Joshua Michael Stewart
is the editor of the online magazine Big Toe Review (www.bigtoereview.com). He has two chapbooks: Ordinary Mysteries, published by White Heron Press in 2004, and Vintage Gray, published by Pudding House Press in 2007. Mr. Stewart's poems have been published in Massachusetts Review, Rattle, Georgetown Review, William and Mary Review, Flint Hills Review, Pedestal Magazine, and Worcester Review.

John T. Trigonis
is an MFA graduate of Brooklyn College and teaches as an adjunct instructor at William Paterson and Fairleigh Dickinson Universities, as well as New Jersey City University, his alma mater, where he attained his BA in English in 2001. He has had poetry published in Harpur Palette (2008), Iodine Poetry Journal (2007), The Homestead Review (2007), The California Quarterly (2007), Iota (2005 and 2006), First Time (2005), Splizz (2006 and 2007), Barbaric Yawp (2005), The Brooklyn Review (2002 and 2003), Soul Fountain (1999, 2000, and 2006), and many other domestic and international journals and literary magazines. Recently, He is also an independent filmmaker. His short, The Coconut was screened at three film festivals internationally in 2007.

Listed entries:
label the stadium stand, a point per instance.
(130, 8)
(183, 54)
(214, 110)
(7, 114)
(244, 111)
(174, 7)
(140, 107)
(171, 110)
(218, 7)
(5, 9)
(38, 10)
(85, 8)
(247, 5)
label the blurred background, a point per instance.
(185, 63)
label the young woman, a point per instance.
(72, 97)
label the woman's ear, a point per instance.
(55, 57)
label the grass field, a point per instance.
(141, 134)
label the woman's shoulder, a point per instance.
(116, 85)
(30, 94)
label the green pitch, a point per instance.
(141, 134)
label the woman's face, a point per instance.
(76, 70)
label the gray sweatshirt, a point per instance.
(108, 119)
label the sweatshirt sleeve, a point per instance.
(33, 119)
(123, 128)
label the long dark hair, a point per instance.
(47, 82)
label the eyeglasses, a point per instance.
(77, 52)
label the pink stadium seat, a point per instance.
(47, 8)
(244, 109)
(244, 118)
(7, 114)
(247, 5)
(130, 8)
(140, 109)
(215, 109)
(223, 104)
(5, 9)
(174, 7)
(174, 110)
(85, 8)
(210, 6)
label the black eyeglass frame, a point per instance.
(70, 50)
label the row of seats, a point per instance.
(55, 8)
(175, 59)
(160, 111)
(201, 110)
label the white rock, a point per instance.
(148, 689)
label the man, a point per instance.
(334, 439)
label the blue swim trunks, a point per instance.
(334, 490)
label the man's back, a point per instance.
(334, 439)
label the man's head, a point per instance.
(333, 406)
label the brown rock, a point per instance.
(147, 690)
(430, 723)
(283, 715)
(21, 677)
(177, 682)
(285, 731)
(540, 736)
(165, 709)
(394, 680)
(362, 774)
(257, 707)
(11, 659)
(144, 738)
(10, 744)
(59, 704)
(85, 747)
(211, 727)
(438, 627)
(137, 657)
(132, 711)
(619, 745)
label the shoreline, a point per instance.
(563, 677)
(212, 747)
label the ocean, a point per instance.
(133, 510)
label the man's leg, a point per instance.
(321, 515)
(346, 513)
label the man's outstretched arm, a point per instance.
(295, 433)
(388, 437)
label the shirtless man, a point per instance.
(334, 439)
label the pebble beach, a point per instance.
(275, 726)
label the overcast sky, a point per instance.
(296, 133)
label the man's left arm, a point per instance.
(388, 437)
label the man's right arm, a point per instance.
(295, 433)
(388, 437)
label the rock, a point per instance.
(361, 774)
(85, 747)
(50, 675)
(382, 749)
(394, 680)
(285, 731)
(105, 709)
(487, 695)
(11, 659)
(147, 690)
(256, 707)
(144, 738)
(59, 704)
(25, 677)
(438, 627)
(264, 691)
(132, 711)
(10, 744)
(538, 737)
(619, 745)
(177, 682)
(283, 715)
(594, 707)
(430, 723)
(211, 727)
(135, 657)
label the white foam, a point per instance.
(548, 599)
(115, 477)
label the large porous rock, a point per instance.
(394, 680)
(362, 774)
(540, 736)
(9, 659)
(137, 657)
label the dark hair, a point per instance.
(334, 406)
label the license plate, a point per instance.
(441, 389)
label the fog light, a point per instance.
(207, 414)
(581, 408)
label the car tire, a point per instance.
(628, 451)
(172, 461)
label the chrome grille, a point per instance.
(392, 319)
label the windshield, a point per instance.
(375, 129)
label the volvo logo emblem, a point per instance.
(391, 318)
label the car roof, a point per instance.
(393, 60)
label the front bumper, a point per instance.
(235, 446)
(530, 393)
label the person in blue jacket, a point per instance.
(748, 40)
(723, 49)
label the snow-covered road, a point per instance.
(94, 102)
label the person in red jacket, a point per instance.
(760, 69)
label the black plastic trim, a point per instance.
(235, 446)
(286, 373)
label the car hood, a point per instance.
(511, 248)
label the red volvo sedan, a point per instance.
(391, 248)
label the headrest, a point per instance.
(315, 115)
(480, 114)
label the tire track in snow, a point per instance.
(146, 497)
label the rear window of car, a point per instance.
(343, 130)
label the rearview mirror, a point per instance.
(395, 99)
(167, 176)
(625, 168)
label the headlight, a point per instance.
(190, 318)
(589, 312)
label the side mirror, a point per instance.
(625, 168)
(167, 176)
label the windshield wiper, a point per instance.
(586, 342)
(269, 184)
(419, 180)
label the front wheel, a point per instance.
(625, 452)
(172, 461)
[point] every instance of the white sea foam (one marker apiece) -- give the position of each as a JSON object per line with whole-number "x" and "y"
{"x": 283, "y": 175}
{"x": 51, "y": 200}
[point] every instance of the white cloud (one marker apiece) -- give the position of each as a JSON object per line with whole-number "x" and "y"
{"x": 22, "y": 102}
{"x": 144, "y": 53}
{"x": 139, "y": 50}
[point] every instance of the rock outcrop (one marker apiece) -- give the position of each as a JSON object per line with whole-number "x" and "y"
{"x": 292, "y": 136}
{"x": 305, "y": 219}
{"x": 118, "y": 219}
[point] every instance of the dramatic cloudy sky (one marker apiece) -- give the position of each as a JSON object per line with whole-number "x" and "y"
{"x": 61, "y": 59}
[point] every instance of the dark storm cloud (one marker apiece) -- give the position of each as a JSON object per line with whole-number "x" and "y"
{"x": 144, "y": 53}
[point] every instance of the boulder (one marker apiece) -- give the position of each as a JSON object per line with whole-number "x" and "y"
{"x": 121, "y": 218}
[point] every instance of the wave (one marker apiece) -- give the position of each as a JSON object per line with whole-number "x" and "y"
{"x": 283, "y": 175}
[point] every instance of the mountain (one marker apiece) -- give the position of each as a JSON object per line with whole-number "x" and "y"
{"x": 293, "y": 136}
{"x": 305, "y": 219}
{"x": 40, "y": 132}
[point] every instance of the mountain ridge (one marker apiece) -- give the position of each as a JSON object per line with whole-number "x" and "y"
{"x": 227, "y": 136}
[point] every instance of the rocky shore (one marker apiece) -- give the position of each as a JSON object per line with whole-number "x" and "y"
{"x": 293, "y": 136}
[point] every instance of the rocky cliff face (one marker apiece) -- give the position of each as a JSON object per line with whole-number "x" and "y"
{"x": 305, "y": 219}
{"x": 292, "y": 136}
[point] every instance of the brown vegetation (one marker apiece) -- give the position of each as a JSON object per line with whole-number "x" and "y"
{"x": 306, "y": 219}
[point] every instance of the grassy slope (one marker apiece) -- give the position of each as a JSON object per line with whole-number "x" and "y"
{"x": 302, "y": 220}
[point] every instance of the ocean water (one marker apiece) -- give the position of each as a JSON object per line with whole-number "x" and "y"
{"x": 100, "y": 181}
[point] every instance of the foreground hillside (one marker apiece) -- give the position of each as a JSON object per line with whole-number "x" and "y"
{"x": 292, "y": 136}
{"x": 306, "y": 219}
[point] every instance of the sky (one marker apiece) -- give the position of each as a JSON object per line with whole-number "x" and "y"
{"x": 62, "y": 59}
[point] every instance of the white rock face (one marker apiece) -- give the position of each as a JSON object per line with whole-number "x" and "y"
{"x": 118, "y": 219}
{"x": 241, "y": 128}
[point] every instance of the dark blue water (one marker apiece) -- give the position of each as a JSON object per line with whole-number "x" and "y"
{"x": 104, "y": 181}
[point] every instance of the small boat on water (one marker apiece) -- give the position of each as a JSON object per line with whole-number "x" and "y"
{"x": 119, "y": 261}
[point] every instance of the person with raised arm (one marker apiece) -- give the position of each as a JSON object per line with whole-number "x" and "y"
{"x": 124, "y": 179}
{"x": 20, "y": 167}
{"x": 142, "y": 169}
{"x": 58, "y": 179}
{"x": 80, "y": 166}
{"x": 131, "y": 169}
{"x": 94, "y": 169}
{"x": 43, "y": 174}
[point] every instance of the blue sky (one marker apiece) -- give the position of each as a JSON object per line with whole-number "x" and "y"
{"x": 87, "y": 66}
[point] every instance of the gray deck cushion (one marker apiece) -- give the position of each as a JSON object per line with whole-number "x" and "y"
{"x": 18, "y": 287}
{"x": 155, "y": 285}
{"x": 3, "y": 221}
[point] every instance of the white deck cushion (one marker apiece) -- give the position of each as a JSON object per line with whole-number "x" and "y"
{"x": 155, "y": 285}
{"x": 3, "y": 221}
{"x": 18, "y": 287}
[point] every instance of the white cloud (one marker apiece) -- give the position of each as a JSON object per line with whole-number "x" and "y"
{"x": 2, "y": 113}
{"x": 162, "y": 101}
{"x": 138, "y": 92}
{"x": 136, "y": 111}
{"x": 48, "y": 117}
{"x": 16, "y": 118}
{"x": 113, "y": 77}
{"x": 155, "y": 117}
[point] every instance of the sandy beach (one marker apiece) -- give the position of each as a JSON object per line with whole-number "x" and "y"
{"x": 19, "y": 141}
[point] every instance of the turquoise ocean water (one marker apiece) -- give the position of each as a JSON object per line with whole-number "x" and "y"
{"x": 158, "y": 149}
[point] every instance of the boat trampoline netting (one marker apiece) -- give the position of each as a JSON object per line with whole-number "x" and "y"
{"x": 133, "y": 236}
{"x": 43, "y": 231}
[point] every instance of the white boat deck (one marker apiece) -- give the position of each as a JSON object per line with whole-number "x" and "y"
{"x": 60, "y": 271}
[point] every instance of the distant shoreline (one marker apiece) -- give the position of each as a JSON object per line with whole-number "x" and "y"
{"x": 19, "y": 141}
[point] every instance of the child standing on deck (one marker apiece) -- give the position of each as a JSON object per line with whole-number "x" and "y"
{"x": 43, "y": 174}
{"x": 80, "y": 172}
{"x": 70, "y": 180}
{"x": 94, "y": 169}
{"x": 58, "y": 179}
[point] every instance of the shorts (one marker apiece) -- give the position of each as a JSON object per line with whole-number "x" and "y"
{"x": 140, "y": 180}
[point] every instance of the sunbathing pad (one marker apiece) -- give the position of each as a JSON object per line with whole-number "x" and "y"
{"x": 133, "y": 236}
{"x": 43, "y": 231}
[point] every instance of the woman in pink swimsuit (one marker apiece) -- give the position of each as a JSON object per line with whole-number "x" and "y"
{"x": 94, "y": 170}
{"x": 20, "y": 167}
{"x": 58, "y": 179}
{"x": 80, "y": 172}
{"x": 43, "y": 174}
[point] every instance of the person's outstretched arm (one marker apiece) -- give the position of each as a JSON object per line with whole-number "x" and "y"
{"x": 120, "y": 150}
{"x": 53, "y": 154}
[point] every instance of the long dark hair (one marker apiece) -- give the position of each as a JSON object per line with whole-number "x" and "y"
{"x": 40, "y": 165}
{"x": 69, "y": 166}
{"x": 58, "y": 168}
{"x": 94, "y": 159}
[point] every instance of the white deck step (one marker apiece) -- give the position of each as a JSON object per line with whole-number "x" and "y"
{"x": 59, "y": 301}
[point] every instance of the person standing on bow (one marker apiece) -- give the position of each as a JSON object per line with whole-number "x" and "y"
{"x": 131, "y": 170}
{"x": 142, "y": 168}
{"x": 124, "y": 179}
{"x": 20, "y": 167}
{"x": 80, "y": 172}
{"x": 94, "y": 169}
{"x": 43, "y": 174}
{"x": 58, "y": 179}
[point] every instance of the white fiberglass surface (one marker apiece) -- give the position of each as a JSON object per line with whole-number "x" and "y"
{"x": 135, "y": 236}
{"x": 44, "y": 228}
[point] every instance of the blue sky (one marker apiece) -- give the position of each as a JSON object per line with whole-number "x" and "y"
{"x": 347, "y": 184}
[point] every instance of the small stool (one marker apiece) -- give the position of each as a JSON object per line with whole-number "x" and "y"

Set exercise:
From the contributor notes, list every publication that the notes say has published Joshua Michael Stewart's poems.

Response to the exercise:
Massachusetts Review, Rattle, Georgetown Review, William and Mary Review, Flint Hills Review, Pedestal Magazine, Worcester Review